▶ **Study questions**
a - In the comment thread, condense the paragraph beginning "If every critical employee of your company" while keeping its main facts.
b - What phrase is printed on the back of the young techworker's shirt in the comment thread?
c - According to the comment thread, why will the coasts always have higher population densities?

▶ **Text provided**
....................
Somewhere, in a moldy and much forgotten capsule hotel, on a crowded steamy backstreet, in a once grand part of downtown San Francisco, a young techworker wannabe with a recidivist 90s grunge fashion sense, now all the rage, tries to corral their GPTBook into creating the next killer AR app. On the back of their torn black shirt is emblazoned the phrase, in deliberately aged white plastic ink: "Staring at the gutter, dreaming of the stars." above a logo of Elon Musk fighting Mark Zuckerberg in a cage fight, with a Mortal Combat style "FINISH HIM" banner in red beneath the ironically pixelated color rendering.


I think the coasts will always have higher population densities; temperature stability and easy shipping are too great advantages to put aside.

Compared to things like factories and other big productivity centers, workers benefit uniquely little from being close to data centers.


I agree coastal cities will have large populations. But tech workers in particular may migrate inland. As this is HN, I knew somebody would poke holes in my "midwest migration" (for what, to be close to data centers? yeah right!) thesis. I honestly struggled to find a compelling reason for it, and settled on, "reduction of corporate espionage".

I think under the thesis of a super hypercompetitive quadrillion dollar opportunity in AGI than will literally transform the global landscape, companies relocating their workers, not just to be close to the data center, but also to the remote rural campus / company town where they can be protected from espionage (it's been said that SF is like a spies dream, which is why there is apparently so much espionage there), will actually be a thing.

If every critical employee of your company is read in on the secret sauce of your AI engine, and we assume the opportunity is large enough, every employee will be under constant attack by adversaries. Just like with the National Labs, it's easier run secret projects out in the middle of nowhere. So, it's like "nuclear secrecy arms race" but with a corporate twist that replaces nukes with AI. The center of gravity of the largest companies will then suck all the other tech out that way, too. What do you think?

I admit that as stated in the story excerpt it looks pretty weak as migratory reasoning. But that above is kind of the back story, hopefully it makes it more strong.


This is essentially a backpacker hostel. If that's how you look at it, the price looks quite alright to me.


Seems like an American version of capsule hotels that have been prevalent in Japanese culture for decades.


How can dehumanization be such a quick process? For the commenters who think this is swell, did you know that if you start smoking opium you will find the pod much more comfortable? And you won't need as much money to sustain yourself as your only expenses will be a pod and opium.


Humans have slept in worse conditions throughout history (including now) without being less human.

In fact, enduring hardship to achieve a long-term goal is one of the most laudable things a human can do.


Or not. Depending on your culture you may want to prioritize happiness, social relations and health (or booze) over work. Not everyone is of Puritan heritage (or similar in other parts of the world)


> In fact, enduring hardship to achieve a long-term goal

...is one of the worst lies of mankind. Used by those who wish to use other people for their own benefit.

Subjecting yourself to dehumanizing conditions will usually inflict long-term damage to your mind and your soul. We only have one life, each of us.


I exercise so that I can have a healthier body.

I get my teeth scraped by a dentist so that I can keep them longer.

I usually avoid getting all the sugar I want because I know that will kill me eventually.

When I was younger, I studied in school instead of playing video games, so that I could learn enough to get a paying job.

These are all examples of what some might consider a hardship.

Living in a better situation than in most navies for several hundred thousand dollars a year does not seem like all that bad of a deal to me.


Are clean pillows provided or is it a bring your own kind of deal?
....................
▶ **Stored data**
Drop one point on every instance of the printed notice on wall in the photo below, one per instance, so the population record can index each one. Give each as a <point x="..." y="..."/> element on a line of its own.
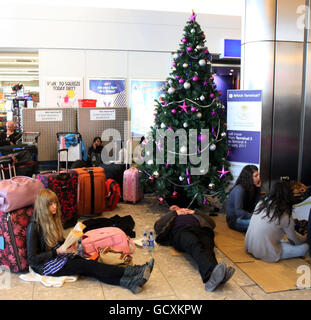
....................
▶ **Task results**
a - If a company's critical employees all know the secret sauce of its AI engine and the opportunity is large enough, adversaries will constantly target every one of them. As with the National Labs, secret projects are easier to run in the middle of nowhere. This is a nuclear secrecy arms race with a corporate twist, with AI in place of nukes. The largest companies would then pull the rest of tech out there too.

b - "Staring at the gutter, dreaming of the stars."

c - Coasts offer temperature stability and easy shipping. The commenter considers these advantages too great to put aside.